(Dataset rows showing where objects appear)
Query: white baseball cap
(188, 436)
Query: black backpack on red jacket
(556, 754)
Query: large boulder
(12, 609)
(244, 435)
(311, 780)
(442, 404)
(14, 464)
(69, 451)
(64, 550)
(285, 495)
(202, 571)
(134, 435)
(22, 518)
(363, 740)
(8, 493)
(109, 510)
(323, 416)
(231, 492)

• DIRECTIVE: Can you format every line of the records above as a numbered list, leaving out any blank lines?

• RESPONSE TO THE EXERCISE:
1. Query: white baseball cap
2. (188, 436)
3. Query: black backpack on red jacket
4. (556, 754)
5. Query: large boulder
6. (12, 609)
7. (244, 435)
8. (311, 780)
9. (442, 404)
10. (14, 464)
11. (69, 451)
12. (64, 550)
13. (285, 495)
14. (202, 571)
15. (134, 435)
16. (22, 518)
17. (363, 740)
18. (8, 493)
19. (109, 510)
20. (323, 416)
21. (231, 492)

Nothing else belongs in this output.